__CHALLENGE__: Put everything from the start of the lines down to the line containing "13,243,518,896" into a two-column CSV with the headers label_text and coordinates. Give one row per entry, with its wording and its coordinates each in a single quoted field and any line breaks replaced by spaces.
_____
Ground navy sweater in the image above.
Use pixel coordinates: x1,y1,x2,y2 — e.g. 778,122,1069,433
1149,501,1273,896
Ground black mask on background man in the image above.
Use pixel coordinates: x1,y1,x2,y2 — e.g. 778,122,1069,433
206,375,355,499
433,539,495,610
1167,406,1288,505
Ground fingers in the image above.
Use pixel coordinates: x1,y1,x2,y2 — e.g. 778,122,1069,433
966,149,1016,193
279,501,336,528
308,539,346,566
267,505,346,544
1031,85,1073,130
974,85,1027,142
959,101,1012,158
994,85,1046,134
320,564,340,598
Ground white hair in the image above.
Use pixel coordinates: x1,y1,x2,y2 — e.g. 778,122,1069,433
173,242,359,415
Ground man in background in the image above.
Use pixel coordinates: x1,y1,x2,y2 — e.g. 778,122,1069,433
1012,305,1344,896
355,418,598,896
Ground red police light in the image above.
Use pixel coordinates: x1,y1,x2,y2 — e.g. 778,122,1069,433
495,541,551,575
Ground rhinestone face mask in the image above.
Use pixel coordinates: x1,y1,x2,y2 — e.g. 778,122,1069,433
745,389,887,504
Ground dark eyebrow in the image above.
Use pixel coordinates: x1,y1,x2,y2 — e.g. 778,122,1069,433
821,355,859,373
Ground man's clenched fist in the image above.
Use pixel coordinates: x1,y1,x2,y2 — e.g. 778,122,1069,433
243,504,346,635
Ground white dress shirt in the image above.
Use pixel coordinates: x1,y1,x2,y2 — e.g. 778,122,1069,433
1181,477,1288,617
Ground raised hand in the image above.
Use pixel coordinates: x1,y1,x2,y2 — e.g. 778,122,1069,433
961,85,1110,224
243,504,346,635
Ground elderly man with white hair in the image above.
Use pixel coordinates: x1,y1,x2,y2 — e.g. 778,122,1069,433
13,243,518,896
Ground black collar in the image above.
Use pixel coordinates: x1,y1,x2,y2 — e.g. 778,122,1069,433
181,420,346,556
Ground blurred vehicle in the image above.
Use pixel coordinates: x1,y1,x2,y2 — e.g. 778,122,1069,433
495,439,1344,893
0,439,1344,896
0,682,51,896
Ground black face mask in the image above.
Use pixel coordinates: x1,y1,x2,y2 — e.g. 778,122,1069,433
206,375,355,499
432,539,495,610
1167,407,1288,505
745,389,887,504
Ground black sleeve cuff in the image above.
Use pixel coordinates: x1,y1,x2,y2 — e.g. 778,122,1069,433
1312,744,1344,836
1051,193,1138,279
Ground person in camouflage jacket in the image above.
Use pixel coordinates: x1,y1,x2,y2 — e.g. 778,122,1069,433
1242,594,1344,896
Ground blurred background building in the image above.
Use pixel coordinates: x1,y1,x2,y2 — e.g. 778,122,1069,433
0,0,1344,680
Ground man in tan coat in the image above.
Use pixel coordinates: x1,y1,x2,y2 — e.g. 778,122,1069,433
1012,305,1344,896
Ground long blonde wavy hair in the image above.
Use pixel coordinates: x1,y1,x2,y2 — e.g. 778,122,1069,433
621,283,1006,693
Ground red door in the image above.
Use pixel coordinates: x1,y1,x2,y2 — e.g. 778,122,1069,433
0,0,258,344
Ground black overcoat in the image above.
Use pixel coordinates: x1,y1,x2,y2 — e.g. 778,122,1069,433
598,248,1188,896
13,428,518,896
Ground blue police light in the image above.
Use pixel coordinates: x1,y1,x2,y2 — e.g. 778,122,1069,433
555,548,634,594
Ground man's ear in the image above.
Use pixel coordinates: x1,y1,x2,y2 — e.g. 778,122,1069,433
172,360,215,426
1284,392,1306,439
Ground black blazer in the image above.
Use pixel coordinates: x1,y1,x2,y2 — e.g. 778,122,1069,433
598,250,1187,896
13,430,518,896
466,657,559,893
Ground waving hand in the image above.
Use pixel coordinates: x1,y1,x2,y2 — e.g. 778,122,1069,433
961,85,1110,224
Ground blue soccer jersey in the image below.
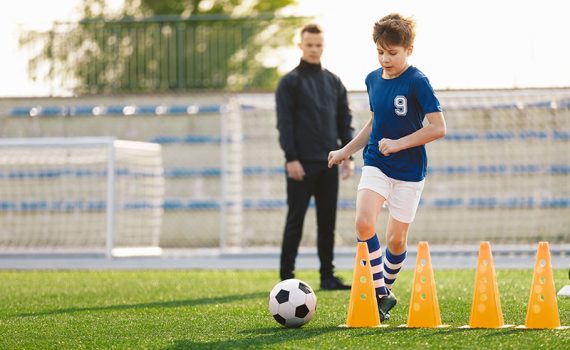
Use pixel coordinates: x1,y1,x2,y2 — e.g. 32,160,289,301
363,66,442,182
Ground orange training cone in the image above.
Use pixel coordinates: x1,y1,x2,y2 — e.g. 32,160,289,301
343,242,381,327
402,242,447,328
517,242,569,329
464,242,512,328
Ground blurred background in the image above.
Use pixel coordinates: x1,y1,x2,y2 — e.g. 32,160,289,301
0,0,570,257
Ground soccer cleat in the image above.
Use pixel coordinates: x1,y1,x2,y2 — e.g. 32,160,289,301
321,276,350,290
377,291,398,322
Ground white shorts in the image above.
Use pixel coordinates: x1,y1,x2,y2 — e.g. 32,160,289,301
358,166,425,224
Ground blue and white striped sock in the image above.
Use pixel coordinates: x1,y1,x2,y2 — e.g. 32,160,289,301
358,234,388,296
384,248,407,290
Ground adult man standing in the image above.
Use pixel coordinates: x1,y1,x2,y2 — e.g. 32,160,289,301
276,24,354,290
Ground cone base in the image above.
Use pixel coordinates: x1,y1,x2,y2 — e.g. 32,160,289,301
515,325,570,331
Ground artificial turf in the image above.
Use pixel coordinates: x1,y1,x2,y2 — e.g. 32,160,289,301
0,269,570,350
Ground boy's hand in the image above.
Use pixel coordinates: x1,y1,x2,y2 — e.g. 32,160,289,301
378,139,402,156
340,159,354,180
329,149,348,168
287,160,305,181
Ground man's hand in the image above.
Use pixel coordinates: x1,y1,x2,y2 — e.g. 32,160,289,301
378,139,402,156
340,159,354,180
287,160,305,181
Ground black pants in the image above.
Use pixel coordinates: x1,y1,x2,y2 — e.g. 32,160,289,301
280,162,338,279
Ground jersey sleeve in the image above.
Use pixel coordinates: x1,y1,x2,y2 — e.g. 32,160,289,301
364,74,374,112
415,76,443,115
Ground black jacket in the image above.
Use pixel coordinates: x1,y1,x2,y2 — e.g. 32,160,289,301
275,60,354,162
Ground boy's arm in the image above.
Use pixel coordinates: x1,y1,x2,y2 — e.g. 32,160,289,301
378,112,447,156
329,113,374,168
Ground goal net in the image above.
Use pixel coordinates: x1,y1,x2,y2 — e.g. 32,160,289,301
0,137,164,257
227,89,570,247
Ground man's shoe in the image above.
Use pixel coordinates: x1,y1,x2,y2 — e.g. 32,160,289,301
321,276,350,290
378,292,398,322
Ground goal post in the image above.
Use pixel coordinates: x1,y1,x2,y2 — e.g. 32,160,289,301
0,137,164,258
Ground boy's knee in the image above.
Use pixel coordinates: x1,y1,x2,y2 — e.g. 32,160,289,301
388,235,407,254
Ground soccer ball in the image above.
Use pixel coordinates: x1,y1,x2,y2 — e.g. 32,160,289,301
269,278,317,327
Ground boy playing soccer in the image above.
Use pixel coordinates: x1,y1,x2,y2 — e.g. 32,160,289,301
328,14,446,321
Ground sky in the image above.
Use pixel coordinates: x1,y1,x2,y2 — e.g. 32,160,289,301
0,0,570,97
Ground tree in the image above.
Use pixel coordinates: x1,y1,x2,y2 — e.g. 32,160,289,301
21,0,303,94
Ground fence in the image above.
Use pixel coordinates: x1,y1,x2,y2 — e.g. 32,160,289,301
23,14,301,94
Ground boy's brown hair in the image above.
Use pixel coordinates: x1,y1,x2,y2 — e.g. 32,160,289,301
372,13,416,48
301,23,323,37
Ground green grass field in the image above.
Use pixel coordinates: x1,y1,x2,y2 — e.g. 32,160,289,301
0,269,570,349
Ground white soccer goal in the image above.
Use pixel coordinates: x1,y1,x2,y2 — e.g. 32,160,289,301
229,89,570,247
0,137,164,258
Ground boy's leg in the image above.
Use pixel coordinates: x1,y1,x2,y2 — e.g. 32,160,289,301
356,189,388,297
384,216,410,290
384,180,424,290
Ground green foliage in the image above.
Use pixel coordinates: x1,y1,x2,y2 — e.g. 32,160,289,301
21,0,303,94
0,270,570,349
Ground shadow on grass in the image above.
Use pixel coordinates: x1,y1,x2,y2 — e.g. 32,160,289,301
163,327,339,350
15,292,267,317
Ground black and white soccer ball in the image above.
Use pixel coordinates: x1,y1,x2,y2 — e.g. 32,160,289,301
269,278,317,327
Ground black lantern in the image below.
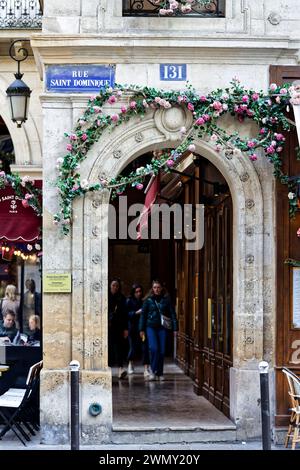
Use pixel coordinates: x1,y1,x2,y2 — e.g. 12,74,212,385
6,39,31,127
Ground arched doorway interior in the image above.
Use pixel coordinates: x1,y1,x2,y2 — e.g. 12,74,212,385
108,147,232,425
_____
__FULL RESPONSE__:
label_text,coordinates
"Ground navy sweater in the image above. Use pixel coordinates: x1,y1,x2,y2 — e.g. 778,122,1069,433","1149,501,1273,896"
"Ground black mask on background man in the image above. Use pixel coordinates: x1,y1,x2,y2 — e.g. 778,122,1069,433","206,375,355,499 433,539,495,610 1167,406,1288,505"
"Ground fingers in the image above. Use pixel coordinates: x1,y1,x2,y2 — e.g. 778,122,1069,433","966,149,1016,193 279,501,336,528 308,539,346,566 267,505,346,544 1031,85,1073,130 974,85,1027,142 959,101,1012,158 994,85,1046,134 320,564,340,598"
"Ground white hair in the image above. Use pixel coordinates: x1,y1,x2,y2 — e.g. 778,122,1069,433","173,242,359,415"
"Ground man in background in the image above. Use pixel coordinates: x1,y1,x2,y2 — e.g. 778,122,1069,433","1012,305,1344,896 355,418,598,896"
"Ground red police light in the image above. Use pixel coordinates: x1,y1,x2,y2 — e.g. 778,122,1069,433","495,541,551,575"
"Ground rhinestone face mask in the image above. Use pixel coordinates: x1,y1,x2,y2 — e.g. 778,122,1069,433","745,389,887,504"
"Ground dark eyebrow in the image above. Use pixel coordinates: x1,y1,x2,y2 — e.g. 778,122,1069,433","821,355,859,373"
"Ground man's clenched fist in the image above. Use pixel coordinates: x1,y1,x2,y2 — e.g. 778,122,1069,433","243,504,346,635"
"Ground white dress shirt in the image above. Use pixel coordinates: x1,y1,x2,y2 — e.g. 778,122,1069,433","1181,477,1288,617"
"Ground raised hand in the image above. Use pixel coordinates: x1,y1,x2,y2 — e.g. 778,122,1069,433","961,85,1110,224 243,504,346,635"
"Ground elderly man with white hair in the image above. Use pixel coordinates: x1,y1,x2,y2 — e.g. 778,122,1069,433","13,243,518,896"